PROMPT: Every line of the data should be retyped with no difference from the original.

INPUT RECORDS:
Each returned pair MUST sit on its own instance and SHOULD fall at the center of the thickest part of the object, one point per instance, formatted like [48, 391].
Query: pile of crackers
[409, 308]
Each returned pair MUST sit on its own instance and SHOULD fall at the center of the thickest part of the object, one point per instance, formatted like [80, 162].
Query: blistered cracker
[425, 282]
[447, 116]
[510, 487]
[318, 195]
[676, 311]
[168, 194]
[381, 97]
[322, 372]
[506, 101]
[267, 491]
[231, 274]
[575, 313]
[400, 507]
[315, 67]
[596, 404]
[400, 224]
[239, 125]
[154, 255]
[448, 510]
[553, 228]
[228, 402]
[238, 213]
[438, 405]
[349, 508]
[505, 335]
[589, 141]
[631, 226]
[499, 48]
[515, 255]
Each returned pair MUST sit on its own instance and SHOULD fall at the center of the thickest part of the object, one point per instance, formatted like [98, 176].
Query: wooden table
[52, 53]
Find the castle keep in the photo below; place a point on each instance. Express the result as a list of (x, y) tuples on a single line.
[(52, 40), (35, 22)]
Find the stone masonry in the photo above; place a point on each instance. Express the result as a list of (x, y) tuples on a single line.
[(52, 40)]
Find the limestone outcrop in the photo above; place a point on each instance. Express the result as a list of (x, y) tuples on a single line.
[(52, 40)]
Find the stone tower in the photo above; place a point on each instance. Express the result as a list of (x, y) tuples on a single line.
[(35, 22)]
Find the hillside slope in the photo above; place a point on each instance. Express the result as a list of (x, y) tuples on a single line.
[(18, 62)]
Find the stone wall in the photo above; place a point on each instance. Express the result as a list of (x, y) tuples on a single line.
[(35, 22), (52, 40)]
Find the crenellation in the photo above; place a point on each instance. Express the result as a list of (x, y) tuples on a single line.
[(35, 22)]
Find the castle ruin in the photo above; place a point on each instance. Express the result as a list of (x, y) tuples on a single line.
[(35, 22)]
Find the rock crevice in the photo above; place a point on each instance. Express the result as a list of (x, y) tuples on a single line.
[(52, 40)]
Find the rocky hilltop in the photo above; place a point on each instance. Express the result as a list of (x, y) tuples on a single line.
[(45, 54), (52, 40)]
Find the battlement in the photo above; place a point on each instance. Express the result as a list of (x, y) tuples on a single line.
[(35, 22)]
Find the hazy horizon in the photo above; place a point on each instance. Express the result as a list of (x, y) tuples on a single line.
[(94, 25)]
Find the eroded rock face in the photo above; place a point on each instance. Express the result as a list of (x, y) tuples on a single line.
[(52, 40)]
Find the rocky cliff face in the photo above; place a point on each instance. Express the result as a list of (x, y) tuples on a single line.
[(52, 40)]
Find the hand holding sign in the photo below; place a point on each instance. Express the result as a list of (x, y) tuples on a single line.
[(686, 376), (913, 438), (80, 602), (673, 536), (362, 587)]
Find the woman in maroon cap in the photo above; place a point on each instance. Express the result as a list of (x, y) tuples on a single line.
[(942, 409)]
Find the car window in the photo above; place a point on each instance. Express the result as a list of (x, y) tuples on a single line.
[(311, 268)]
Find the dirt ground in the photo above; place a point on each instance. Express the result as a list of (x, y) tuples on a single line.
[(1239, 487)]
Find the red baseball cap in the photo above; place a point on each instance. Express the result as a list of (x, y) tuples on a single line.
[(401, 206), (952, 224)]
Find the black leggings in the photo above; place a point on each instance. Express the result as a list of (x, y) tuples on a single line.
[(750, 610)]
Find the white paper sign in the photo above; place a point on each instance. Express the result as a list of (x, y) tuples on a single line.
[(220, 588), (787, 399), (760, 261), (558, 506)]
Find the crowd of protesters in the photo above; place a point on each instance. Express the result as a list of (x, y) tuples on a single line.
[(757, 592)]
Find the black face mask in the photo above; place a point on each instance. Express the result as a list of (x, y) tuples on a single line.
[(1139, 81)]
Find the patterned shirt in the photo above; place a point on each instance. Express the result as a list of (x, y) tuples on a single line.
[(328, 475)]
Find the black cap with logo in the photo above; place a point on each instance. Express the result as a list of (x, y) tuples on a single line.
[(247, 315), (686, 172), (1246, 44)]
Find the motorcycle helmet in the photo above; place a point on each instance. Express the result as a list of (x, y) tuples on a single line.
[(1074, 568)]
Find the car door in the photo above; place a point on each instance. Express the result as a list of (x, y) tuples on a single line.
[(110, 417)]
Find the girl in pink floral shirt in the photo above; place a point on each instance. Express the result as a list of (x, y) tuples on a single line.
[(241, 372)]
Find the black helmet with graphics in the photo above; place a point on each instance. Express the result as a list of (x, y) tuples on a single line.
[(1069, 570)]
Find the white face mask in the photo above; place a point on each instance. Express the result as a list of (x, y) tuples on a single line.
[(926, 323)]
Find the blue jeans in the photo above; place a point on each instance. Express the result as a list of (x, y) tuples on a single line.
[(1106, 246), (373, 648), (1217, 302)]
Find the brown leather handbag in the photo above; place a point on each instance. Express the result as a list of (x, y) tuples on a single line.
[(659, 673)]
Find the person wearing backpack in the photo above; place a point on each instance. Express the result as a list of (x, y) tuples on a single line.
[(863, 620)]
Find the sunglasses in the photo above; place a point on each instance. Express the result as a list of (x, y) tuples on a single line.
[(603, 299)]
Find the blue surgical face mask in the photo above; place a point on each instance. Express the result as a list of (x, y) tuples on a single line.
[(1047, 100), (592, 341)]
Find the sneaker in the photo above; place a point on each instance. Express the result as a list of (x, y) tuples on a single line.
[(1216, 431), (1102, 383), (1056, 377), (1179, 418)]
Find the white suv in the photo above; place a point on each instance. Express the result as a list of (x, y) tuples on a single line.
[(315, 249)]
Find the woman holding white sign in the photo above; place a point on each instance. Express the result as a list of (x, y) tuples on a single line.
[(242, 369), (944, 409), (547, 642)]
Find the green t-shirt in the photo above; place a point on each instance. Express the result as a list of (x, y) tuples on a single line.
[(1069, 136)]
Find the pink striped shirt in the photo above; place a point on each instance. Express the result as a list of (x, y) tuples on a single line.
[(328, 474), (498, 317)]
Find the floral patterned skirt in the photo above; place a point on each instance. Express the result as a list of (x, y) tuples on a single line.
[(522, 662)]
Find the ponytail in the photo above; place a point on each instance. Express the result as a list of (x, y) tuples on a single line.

RESULT FOR THIS TASK:
Each returned pair MUST sit on its own instance and SHOULD fall at the center of the thickest part of the object, one point per instance, formatted like [48, 391].
Query: pile of crackers
[409, 308]
Each returned pair MUST sit on its own instance and SHOULD fall at the center of the thickest part of the object, one point per instance, formatted like [80, 162].
Query: blistered cracker
[425, 282]
[447, 116]
[510, 487]
[318, 195]
[676, 311]
[168, 194]
[381, 97]
[322, 372]
[506, 101]
[267, 491]
[231, 274]
[575, 313]
[400, 507]
[315, 67]
[596, 404]
[400, 224]
[239, 125]
[154, 255]
[448, 510]
[553, 228]
[228, 402]
[238, 213]
[438, 405]
[349, 508]
[505, 335]
[589, 141]
[631, 226]
[499, 48]
[515, 255]
Each returned pair MUST sit on its own instance and SHOULD fall at the center of the thickest part of the object, one point per instance, formatted like [98, 176].
Query: wooden table
[52, 53]
Find the castle keep in the photo below; place a point on each instance. Express the result as a list of (x, y) tuples on a single line.
[(52, 40), (35, 22)]
Find the stone masonry in the photo above; place a point on each instance. Express the result as a list of (x, y) tuples on a single line.
[(52, 40)]
Find the limestone outcrop in the photo above; place a point on each instance. Express the result as a list of (x, y) tuples on a single line.
[(52, 40)]
Find the stone tower in the photo above; place a point on each instance. Express the result as a list of (x, y) tuples on a single line.
[(35, 22)]
Find the hillside slope in the photo above; place a point on each instance. Express the result as a list of (x, y) tuples on a single line.
[(18, 62)]
Find the stone wall in the photo above; place a point on each instance. Express the result as a list of (x, y) tuples on a single line.
[(35, 22), (52, 40)]
Find the crenellation in the photo above; place a point on each instance. Express the result as a list of (x, y) tuples on a single line.
[(35, 22)]
Find the castle ruin in the photo above; place a point on each instance. Express the result as a list of (x, y) tuples on a single line.
[(35, 22)]
Find the rock crevice in the photo above; place a point on each instance. Express the result as a list of (x, y) tuples on a single line.
[(52, 40)]
Find the rocky hilltop in the photo above; place a point on each instance. Express the result as a list of (x, y) tuples on a single line.
[(45, 54), (52, 40)]
Find the battlement in the photo above; place a point on each instance. Express the result as a list of (x, y) tuples on a single line.
[(35, 22)]
Find the hazy horizon in the photo above; place a point on each instance. Express the result as a list of (x, y) tuples on a single line.
[(94, 25)]
Find the eroded rock face in the photo above; place a point on each instance. Express the result as a list of (x, y) tuples on a single line.
[(52, 40)]
Find the rocky cliff face in the photo above; place a point on each instance. Express the result as a list of (x, y) tuples on a single line.
[(52, 40)]
Find the hand holding sign in the photo below; place a point on each instance. Express the result as a list of (x, y) tuples on a single line.
[(686, 376), (913, 438), (80, 602), (673, 536), (362, 587)]
Find the woman in maroon cap in the photo above; place a point on each instance. Express the result as a list of (x, y) tuples on a single line.
[(942, 409)]
Find the car window in the photo above; place a point on each instance. Express the result as a list of (x, y) tuples on a single line.
[(311, 268)]
Find the dirt ground in the photo above; place a point on each instance. Express the result as a list of (x, y) tuples on a single line.
[(1239, 487)]
Find the red baseball cap in the photo above; place a point on each instance. Express the result as a list of (x, y) tuples on a single line.
[(401, 206), (952, 224)]
Find the black leggings in the photo above; place a point on each instance. Express the result as a list of (x, y) tuples on a single line.
[(750, 610)]
Find the white paper sign in the photo above; place a point on each instance. Express the result as a list of (x, y) tuples on a single line.
[(220, 588), (787, 399), (760, 261), (558, 506)]
Find the crowd of protesters in the photo above; place a point on each instance. Express the result as a list of (x, y) tuples on a single line.
[(757, 592)]
Find the black face mask in the photo above; place a point on each instance. Express the result as a list of (x, y) tuples on a single line.
[(1139, 81)]
Find the patterned shirt in the photo above; place a point on each instance. Express the result as a list of (x, y) tuples on a single line.
[(328, 475)]
Find the black cap with logo in the photo above; place a point on each instance. Express the result as a list of (x, y) tuples on a single line.
[(247, 315), (686, 172), (1246, 44)]
Find the motorcycle helmet in the photo above; place a point on each instance. Express the result as a list of (x, y) tuples on a single line.
[(1074, 568)]
Find the car door in the photo above; place a point on each instance. Express the result as a list of (x, y) tuples on a single line.
[(110, 417)]
Find the girl in pink floral shirt in the photo above; place a point on each instance. Express the result as a list of (x, y) tuples on a single line.
[(241, 372)]
Find the black helmet with graphics in the photo above; place a point on each instance. Express the result as a list of (x, y) tuples on a single line.
[(1069, 570)]
Find the white face mask in the photo above; place a point on each instance. Express the result as a list of (x, y) tuples on a single line.
[(926, 323)]
Find the blue jeans in the photo above; place a point on each instance. Express the result as a list of (x, y) tuples on a single line.
[(1106, 246), (373, 648), (1217, 302)]
Find the brown leather handbag in the photo above; place a point on each instance. Express the result as a list of (x, y) tuples on a single line.
[(659, 673)]
Find the person wearing backpack in the photo above; place a point on each instance. Express the result as a list of (x, y) tuples on a single line.
[(863, 620)]
Find the sunglasses in the photo above; place a point on each instance. Express the result as a list of (x, y) tuples on a single line.
[(603, 299)]
Find the blue surgical face mask in the photo above; place a point on each instance. Express the result as a list of (x, y) tuples on a single line.
[(1047, 100), (592, 341)]
Find the sneaker in the photo above; place a point on each instance. Express the result as a list of (x, y) tuples on a single line.
[(1216, 431), (1102, 383), (1056, 377), (1179, 418)]
Find the white suv in the photo above; place a point on each instance. Express the result as a list of (x, y) tuples on a single line.
[(315, 249)]
Find the woman holding white sign in the photo above; place a point on each instance. Express the result as a list of (x, y) tuples on a single line.
[(242, 369), (944, 409), (547, 642)]
Find the green t-shirt in the photo above; place a point on each instance. Express the result as a list of (x, y) tuples on a single line.
[(1069, 136)]
Find the pink striped shirt in the photo above; place a point on each instance. Express the result as a list of (x, y) tuples on a single line.
[(328, 474), (498, 317)]
Find the floral patterned skirt in the photo above; place a point on each instance. Express the result as a list of (x, y) tuples on a single line.
[(522, 662)]
Find the ponytail in the photo above; place a point on each instance. Express the result as a list of (x, y) tuples on a single line.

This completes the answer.